Try it = An exact copy of the data is required; the images should not appear in it.

(Stored data entries)
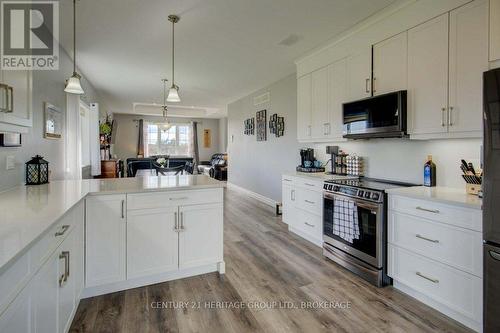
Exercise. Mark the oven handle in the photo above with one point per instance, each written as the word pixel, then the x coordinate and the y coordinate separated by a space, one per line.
pixel 359 202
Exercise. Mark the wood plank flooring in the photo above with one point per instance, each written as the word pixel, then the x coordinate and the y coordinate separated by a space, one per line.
pixel 264 264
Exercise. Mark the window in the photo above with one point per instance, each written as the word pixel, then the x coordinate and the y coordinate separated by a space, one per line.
pixel 162 140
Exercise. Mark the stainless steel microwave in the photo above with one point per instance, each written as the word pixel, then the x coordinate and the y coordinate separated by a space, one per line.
pixel 382 116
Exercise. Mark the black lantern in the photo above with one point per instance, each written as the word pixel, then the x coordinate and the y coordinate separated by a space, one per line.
pixel 37 171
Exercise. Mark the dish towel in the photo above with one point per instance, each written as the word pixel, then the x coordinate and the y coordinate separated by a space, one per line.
pixel 345 220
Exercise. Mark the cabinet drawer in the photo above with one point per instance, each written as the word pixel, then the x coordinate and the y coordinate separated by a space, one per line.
pixel 459 291
pixel 313 185
pixel 173 198
pixel 309 224
pixel 309 201
pixel 461 248
pixel 461 217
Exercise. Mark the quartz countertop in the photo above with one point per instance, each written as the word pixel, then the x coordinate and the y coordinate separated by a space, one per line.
pixel 27 212
pixel 457 197
pixel 321 176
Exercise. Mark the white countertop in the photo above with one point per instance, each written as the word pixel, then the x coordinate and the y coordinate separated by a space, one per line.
pixel 321 176
pixel 27 212
pixel 457 197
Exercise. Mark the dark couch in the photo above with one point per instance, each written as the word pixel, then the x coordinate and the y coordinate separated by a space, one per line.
pixel 216 167
pixel 146 163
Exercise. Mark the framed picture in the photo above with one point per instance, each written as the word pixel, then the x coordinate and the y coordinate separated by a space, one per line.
pixel 53 121
pixel 261 125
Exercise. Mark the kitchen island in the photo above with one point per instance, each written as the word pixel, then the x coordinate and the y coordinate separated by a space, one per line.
pixel 79 238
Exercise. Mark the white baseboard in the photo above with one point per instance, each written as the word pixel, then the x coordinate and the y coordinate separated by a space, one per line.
pixel 148 280
pixel 252 194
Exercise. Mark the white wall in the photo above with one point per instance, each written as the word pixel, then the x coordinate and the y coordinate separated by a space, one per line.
pixel 127 134
pixel 48 86
pixel 257 166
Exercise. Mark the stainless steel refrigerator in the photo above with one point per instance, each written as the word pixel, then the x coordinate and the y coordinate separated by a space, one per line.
pixel 491 201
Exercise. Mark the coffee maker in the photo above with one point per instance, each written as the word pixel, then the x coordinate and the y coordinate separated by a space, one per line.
pixel 306 154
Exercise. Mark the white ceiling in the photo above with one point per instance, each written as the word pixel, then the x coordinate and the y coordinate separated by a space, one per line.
pixel 225 49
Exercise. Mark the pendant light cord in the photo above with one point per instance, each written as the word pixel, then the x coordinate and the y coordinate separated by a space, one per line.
pixel 74 36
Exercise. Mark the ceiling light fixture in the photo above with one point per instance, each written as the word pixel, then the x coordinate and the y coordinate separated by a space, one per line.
pixel 73 85
pixel 173 93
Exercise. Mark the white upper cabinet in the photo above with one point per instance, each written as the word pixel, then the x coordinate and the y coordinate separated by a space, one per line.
pixel 17 99
pixel 360 77
pixel 468 61
pixel 320 122
pixel 494 30
pixel 390 64
pixel 428 77
pixel 338 94
pixel 304 90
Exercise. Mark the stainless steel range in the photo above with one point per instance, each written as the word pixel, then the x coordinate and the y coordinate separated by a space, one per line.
pixel 355 226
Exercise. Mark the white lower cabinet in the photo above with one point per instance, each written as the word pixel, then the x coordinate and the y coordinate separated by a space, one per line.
pixel 150 232
pixel 303 208
pixel 436 256
pixel 105 239
pixel 200 236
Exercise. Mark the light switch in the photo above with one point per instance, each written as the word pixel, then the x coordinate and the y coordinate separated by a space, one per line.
pixel 10 162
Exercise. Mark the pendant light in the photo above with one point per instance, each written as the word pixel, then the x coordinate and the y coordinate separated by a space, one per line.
pixel 173 93
pixel 165 125
pixel 73 85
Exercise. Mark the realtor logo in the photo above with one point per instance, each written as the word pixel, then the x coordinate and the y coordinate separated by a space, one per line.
pixel 30 33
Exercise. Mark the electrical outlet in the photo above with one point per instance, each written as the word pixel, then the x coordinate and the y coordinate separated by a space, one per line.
pixel 10 162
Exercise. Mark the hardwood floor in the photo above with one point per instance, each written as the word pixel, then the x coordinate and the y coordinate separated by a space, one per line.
pixel 264 264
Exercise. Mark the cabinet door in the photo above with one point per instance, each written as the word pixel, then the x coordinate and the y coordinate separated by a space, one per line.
pixel 494 30
pixel 428 76
pixel 21 82
pixel 66 304
pixel 468 61
pixel 304 107
pixel 288 199
pixel 200 240
pixel 18 317
pixel 47 295
pixel 105 239
pixel 390 64
pixel 320 122
pixel 338 94
pixel 152 241
pixel 360 69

Response area =
Exercise. Mark the oven handle in the photo above with one point per instance, each written as the word pixel, then the x coordinate and the y coordinate separated by a space, one per line.
pixel 359 202
Exercise. Mark the wood plank flooring in the photo above with one point per instance, each written as the word pixel, then the x coordinate and the y coordinate separated by a space, one per line.
pixel 264 264
Exercise. Mark the window in the photo above with one point per instance, each written as the word pixel, then the x coordinate and the y coordinate separated by a space, one per line.
pixel 162 140
Exercise. Mark the stainless steel microwave in the photo above with one point per instance, each written as the word pixel, then the x coordinate and the y coordinate separated by a space, one per line.
pixel 382 116
Exercise. Mark the black lantern in the photo above with one point per instance, each written as the word pixel, then the x coordinate and the y coordinate separated by a space, one per line.
pixel 37 171
Exercise. Mark the dish towel in the photo above with one point per instance, each written as the word pixel, then the x coordinate and the y coordinate separated by a space, one per line.
pixel 345 220
Exercise. Mark the cabinet drawer in the photo above with one point per instance, each written as the word pixel, then the x coordinate and the y coordinate separated by a space, one per line.
pixel 459 291
pixel 313 185
pixel 173 198
pixel 309 224
pixel 309 201
pixel 461 248
pixel 461 217
Exercise. Mark the quartz countertop in the photo above with one point per instance, each written as the word pixel, then the x coordinate and the y coordinate separated by a space, one per line.
pixel 27 212
pixel 457 197
pixel 321 176
Exercise. Mark the white countertop in the photo above with one point per instance, each written as the word pixel, then the x coordinate and the y coordinate separated by a space, one per line.
pixel 321 176
pixel 27 212
pixel 457 197
Exercise. Mark the dark couch in the photo above with one point per instance, each written as the word pixel, then the x coordinate and the y coordinate separated by a space, one per line.
pixel 216 167
pixel 146 163
Exercise. Mark the framed picture in the photo above with one point per instance, each written as the word pixel, then the x coordinate and the y coordinate separated by a space, one per line.
pixel 53 121
pixel 261 125
Exercise. Mark the kitchen island in the photo above with one point per instance, each written as the word pixel, then the x coordinate and the y coordinate separated by a space, one per line.
pixel 79 238
Exercise. Mark the white baseboard in the photo above with one point per instance, each written as the word pixel, then the x coordinate and the y coordinate separated by a space, one per line.
pixel 148 280
pixel 252 194
Exercise. Mark the white wall in the photo above with one point per instance, each written as the word pixel, then the x coordinate and the y coordinate separated by a space, one per line.
pixel 127 134
pixel 48 86
pixel 257 166
Exercise. Mark the stainless steel refrigerator in the photo above with one point per instance, each written as the word pixel, then the x coordinate and the y coordinate separated by a space, one per line.
pixel 491 201
Exercise. Mark the coffee maker in the photo above with one point per instance, each written as the word pixel, then the x coordinate and the y coordinate separated by a space, one per line.
pixel 306 154
Exercise. Mark the white ceiling in the photo above with one point per instance, each written as the word pixel, then the x coordinate and the y coordinate separated by a space, one per line.
pixel 225 49
Exercise. Mark the pendant light cord in the photo above with one point per instance, each written as the word pixel, then the x coordinate and the y coordinate separated by a space, one per line.
pixel 74 36
Exercise. Mark the ceiling light fixture in the photo above with one point per instance, each written as the word pixel, then the x coordinate and the y coordinate separated by a space, one per line.
pixel 73 85
pixel 173 93
Exercise. Mark the white upper cabinet in the photo above with one point per instance, each written as the word pixel, then the x coordinate and the y coordinate separated by a space, one per line.
pixel 17 99
pixel 360 77
pixel 468 61
pixel 320 122
pixel 494 30
pixel 390 64
pixel 428 77
pixel 338 94
pixel 304 90
Exercise. Mark the stainless steel range in the photo above with one point per instance, each written as the word pixel, then the x coordinate and the y coordinate separated by a space, one per line.
pixel 355 226
Exercise. Mark the white lower cabinet in the photo above with one point per instance, each written as the word pixel, then the x coordinate and the y coordinate separated by a space, one per line.
pixel 150 232
pixel 303 208
pixel 436 256
pixel 105 239
pixel 200 236
Exercise. Mark the light switch in the photo above with one point per instance, each written as the word pixel, then the x coordinate and the y coordinate separated by a space, one per line.
pixel 10 162
Exercise. Mark the pendant light in the photo above with one point per instance, each written as the word pixel, then the x coordinate and the y coordinate separated by a space, one per line.
pixel 173 93
pixel 165 125
pixel 73 85
Exercise. Mark the realtor logo in the photo above with one point per instance, each written as the word pixel, then the x coordinate and the y coordinate separated by a space, one per line.
pixel 30 33
Exercise. Mark the electrical outlet in the photo above with one point per instance, each written as the word pixel, then the x coordinate and the y coordinate separated by a space, one per line.
pixel 10 162
Exercise. Mark the hardwood floor in the photo above with one point per instance, each written as the word pixel, then the x coordinate and the y coordinate separated by a space, one per line.
pixel 264 264
Exercise. Mark the cabinet door in the photo above with one point per instance, each written as the word pixel, then the x coordinate and the y coordinate separated by a space, one per line.
pixel 494 30
pixel 428 76
pixel 21 82
pixel 66 304
pixel 468 61
pixel 304 107
pixel 288 199
pixel 200 240
pixel 18 317
pixel 47 295
pixel 105 239
pixel 390 64
pixel 320 122
pixel 338 94
pixel 152 241
pixel 360 69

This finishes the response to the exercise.